▸ **Work required**: Set down the material below word for word, excluding the pictures.

Position identification records
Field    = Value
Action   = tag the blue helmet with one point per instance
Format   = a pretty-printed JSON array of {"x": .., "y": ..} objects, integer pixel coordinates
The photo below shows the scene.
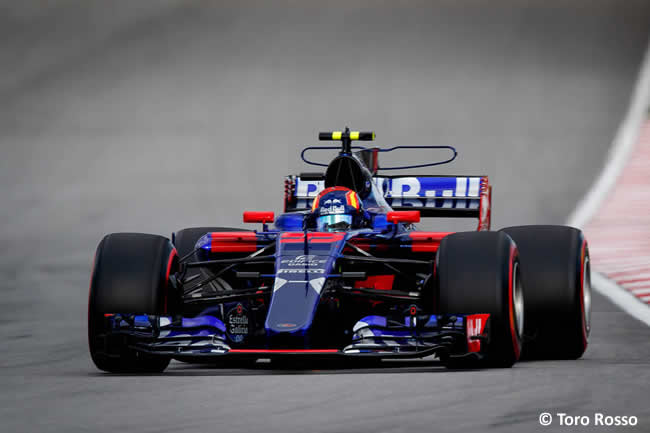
[{"x": 337, "y": 209}]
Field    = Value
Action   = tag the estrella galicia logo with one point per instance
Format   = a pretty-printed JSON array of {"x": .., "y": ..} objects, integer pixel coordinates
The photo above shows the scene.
[{"x": 237, "y": 323}]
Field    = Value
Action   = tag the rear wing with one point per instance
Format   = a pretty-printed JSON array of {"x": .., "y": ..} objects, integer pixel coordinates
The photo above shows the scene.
[{"x": 433, "y": 196}]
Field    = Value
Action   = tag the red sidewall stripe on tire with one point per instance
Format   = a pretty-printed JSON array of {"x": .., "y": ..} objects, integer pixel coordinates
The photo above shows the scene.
[
  {"x": 583, "y": 255},
  {"x": 513, "y": 332},
  {"x": 170, "y": 261}
]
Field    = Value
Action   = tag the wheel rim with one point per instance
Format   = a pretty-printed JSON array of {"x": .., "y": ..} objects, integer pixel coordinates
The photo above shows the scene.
[
  {"x": 586, "y": 294},
  {"x": 518, "y": 301}
]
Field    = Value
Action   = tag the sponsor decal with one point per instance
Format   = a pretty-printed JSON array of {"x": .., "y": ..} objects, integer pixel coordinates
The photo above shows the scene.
[
  {"x": 301, "y": 271},
  {"x": 306, "y": 260},
  {"x": 286, "y": 325},
  {"x": 237, "y": 323}
]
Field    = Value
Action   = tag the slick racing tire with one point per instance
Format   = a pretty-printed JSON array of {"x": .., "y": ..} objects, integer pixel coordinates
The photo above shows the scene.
[
  {"x": 557, "y": 288},
  {"x": 130, "y": 276},
  {"x": 478, "y": 272}
]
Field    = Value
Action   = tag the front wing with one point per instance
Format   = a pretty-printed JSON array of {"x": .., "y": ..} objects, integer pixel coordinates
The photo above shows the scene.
[{"x": 204, "y": 338}]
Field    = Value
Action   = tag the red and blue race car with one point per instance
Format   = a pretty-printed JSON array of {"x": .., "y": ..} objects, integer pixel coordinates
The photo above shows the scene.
[{"x": 345, "y": 273}]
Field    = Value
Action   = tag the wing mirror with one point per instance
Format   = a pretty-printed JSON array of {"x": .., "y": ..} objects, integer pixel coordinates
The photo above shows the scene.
[
  {"x": 404, "y": 216},
  {"x": 259, "y": 217}
]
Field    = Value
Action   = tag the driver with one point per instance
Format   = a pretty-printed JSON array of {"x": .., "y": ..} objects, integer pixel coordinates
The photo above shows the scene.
[{"x": 338, "y": 209}]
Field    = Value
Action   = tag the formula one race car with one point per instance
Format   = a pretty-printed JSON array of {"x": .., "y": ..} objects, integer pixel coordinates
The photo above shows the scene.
[{"x": 344, "y": 273}]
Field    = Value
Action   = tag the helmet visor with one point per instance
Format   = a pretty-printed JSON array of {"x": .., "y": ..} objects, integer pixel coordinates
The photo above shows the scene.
[{"x": 334, "y": 223}]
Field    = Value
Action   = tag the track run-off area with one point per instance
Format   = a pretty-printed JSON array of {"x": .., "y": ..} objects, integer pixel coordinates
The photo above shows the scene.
[{"x": 155, "y": 116}]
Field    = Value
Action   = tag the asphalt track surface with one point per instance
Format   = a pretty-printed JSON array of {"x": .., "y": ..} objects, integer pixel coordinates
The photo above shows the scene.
[{"x": 162, "y": 115}]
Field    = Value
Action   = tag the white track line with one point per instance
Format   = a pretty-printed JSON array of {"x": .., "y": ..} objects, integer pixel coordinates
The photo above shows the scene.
[
  {"x": 619, "y": 152},
  {"x": 621, "y": 297},
  {"x": 617, "y": 158}
]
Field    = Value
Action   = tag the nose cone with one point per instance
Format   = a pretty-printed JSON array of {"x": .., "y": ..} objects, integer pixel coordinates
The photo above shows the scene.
[{"x": 294, "y": 304}]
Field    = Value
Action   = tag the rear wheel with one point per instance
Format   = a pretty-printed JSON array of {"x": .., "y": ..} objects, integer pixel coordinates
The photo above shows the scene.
[
  {"x": 130, "y": 276},
  {"x": 557, "y": 281},
  {"x": 478, "y": 272}
]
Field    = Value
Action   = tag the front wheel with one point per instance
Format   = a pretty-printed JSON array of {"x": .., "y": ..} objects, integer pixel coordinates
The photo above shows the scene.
[
  {"x": 130, "y": 276},
  {"x": 479, "y": 272},
  {"x": 557, "y": 281}
]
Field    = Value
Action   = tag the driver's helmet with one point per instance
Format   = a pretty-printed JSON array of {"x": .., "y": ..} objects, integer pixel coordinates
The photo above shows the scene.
[{"x": 337, "y": 209}]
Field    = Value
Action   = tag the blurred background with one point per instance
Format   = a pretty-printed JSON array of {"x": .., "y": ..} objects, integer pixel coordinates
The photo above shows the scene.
[{"x": 157, "y": 115}]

▸ **Final result**:
Field    = Value
Action   = tag the blue helmet with one point per instance
Format   = a pretty-printed JSON array of {"x": .., "y": ..} objects, integer pixel coordinates
The photo below shows the scene.
[{"x": 337, "y": 209}]
Field    = Value
Action   = tag the estrella galicia logo with one point per instance
Format   = a pretty-printed JSON array of {"x": .., "y": ..} objects, integer pixel coordinates
The photo above shows the scene.
[{"x": 237, "y": 323}]
Field    = Value
Action   = tag the rear wing with one point per instance
Format   = a pretty-printed JSON array of {"x": .., "y": ..} objects, integer pixel coordinates
The photo above shows the scene.
[{"x": 433, "y": 196}]
Field    = Value
Action   = tag the red sidewall stripe on tire with one point per instance
Format   = a pretty-printed JSON array of {"x": .., "y": ..} objects, integer pixel coordinates
The photo above shows the scene.
[
  {"x": 583, "y": 255},
  {"x": 513, "y": 332},
  {"x": 170, "y": 261}
]
Field    = Value
Action   = tag the wheel rim with one point per instance
Format   = a pretty-printed JSON array of {"x": .., "y": ..} objects, integer pixel coordinates
The photo above shows the scene.
[
  {"x": 586, "y": 294},
  {"x": 518, "y": 301}
]
Field    = Value
Action   = tag the sponsor decal with one point per instance
Format   = a pretty-printed JSON array of {"x": .., "y": ..} objects, integer pixel coordinates
The photo above shows the scene.
[
  {"x": 301, "y": 271},
  {"x": 306, "y": 260},
  {"x": 286, "y": 325},
  {"x": 237, "y": 323}
]
Field    = Value
Action   = tag the slick racing tire with one point per instance
Format   = a pretty-printed JSON array of {"x": .., "y": ..} objects, integer pixel coordinates
The photo above shows the scene.
[
  {"x": 557, "y": 288},
  {"x": 130, "y": 276},
  {"x": 478, "y": 272}
]
Field    = Value
Action   = tag the front wing with one point per instance
Format   = a pretty-printed JSON array of {"x": .., "y": ..} objects, integer pixel coordinates
The photo above shows the scene.
[{"x": 204, "y": 338}]
Field    = Value
Action   = tag the red and blue race car with one point per instance
Format   = a pretty-printed JSON array of {"x": .., "y": ..} objects, integer pixel coordinates
The photo above shows the scene.
[{"x": 345, "y": 273}]
Field    = Value
Action   = tag the wing mirror with one point per instance
Format   = a pretty-printed JSON array of {"x": .., "y": ..} objects, integer pixel coordinates
The photo above shows the scene.
[
  {"x": 404, "y": 216},
  {"x": 259, "y": 217}
]
Field    = Value
Action   = tag the driver with one point per instance
Format   = a pretty-printed JSON array of {"x": .., "y": ..} objects, integer pixel coordinates
The photo above shows the scene.
[{"x": 338, "y": 209}]
Field    = Value
Action   = tag the formula one race car with one point per instance
Format   = a pretty-printed JSON array of {"x": .., "y": ..} objects, integer pixel coordinates
The photo above shows the scene.
[{"x": 344, "y": 273}]
Field    = Value
Action   = tag the helmet visor with one point per instance
Format   = a pretty-printed JSON array of {"x": .., "y": ..} objects, integer pixel coordinates
The photo above shows the scene.
[{"x": 334, "y": 223}]
Field    = Value
Action   = tag the track run-off area with one point per instance
Format   = a pretty-printed JSON array of {"x": .., "y": ..} objects, integer pixel coordinates
The photo above shows the scene.
[{"x": 155, "y": 116}]
Field    = Value
Action   = tag the asphalt track surface with one point per instance
Format   = a pretty-printed JSON array of {"x": .., "y": ..} objects, integer pixel coordinates
The photo above shows the scene.
[{"x": 162, "y": 115}]
Field    = Value
Action   = tag the white track line with one point per instance
Format   = a pretty-printed JSON array of {"x": .., "y": ..} objects, integer pixel coordinates
The photo above shows the scene.
[
  {"x": 619, "y": 152},
  {"x": 621, "y": 297},
  {"x": 617, "y": 158}
]
Field    = Value
Action   = tag the nose cone with one point per instance
Format   = a pretty-printed JSON array of {"x": .., "y": ..} objects, integer pixel coordinates
The photo above shows the scene.
[{"x": 294, "y": 304}]
Field    = Value
Action   = tag the rear wheel with one point per instance
Format   = a pretty-printed JSON array of {"x": .., "y": ..} objects, integer pixel coordinates
The photo above shows the scene.
[
  {"x": 130, "y": 276},
  {"x": 557, "y": 281},
  {"x": 478, "y": 272}
]
Field    = Value
Action   = tag the front wheel with one point per instance
Format   = a pretty-printed JSON array of {"x": .., "y": ..} objects, integer pixel coordinates
The photo above shows the scene.
[
  {"x": 130, "y": 276},
  {"x": 479, "y": 272},
  {"x": 557, "y": 281}
]
Field    = Value
Action   = tag the driver's helmet with one point per instance
Format   = a pretty-printed JSON array of {"x": .., "y": ..} objects, integer pixel coordinates
The photo above shows the scene.
[{"x": 337, "y": 209}]
Field    = Value
Action   = tag the blurred background with one point per instance
Format   = a pretty-printed JSON array of {"x": .., "y": ..} objects, integer pixel coordinates
The photo above shows the scene.
[{"x": 157, "y": 115}]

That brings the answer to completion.